=== THE REQUEST ===
Rewrite the lines running from the one holding "TARGET = beard" through the end of the material, inclusive, with "club crest" swapped for "team emblem" and everything else left unchanged.

=== INFORMATION PROVIDED ===
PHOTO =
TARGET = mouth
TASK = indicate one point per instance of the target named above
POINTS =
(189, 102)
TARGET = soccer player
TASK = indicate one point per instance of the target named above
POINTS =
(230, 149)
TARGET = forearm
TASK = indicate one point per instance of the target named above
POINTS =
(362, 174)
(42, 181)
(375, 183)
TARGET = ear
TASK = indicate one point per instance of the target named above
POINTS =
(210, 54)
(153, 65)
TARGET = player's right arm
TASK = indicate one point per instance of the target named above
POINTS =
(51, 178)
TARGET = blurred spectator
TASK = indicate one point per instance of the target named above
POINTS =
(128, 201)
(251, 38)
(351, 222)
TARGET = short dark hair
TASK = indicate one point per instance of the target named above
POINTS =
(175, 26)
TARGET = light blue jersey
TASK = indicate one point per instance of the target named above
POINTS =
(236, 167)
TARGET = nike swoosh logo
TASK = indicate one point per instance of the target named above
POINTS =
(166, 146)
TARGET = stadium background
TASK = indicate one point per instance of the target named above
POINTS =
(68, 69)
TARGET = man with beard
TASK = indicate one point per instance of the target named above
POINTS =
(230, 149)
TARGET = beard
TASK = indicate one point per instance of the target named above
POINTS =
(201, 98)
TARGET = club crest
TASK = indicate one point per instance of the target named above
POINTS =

=== ANSWER TO THIS TASK ===
TARGET = beard
TASK = indicate one point per instance of the target named above
POINTS =
(201, 98)
TARGET = team emblem
TASK = indicate one point per instance of the target named above
POINTS =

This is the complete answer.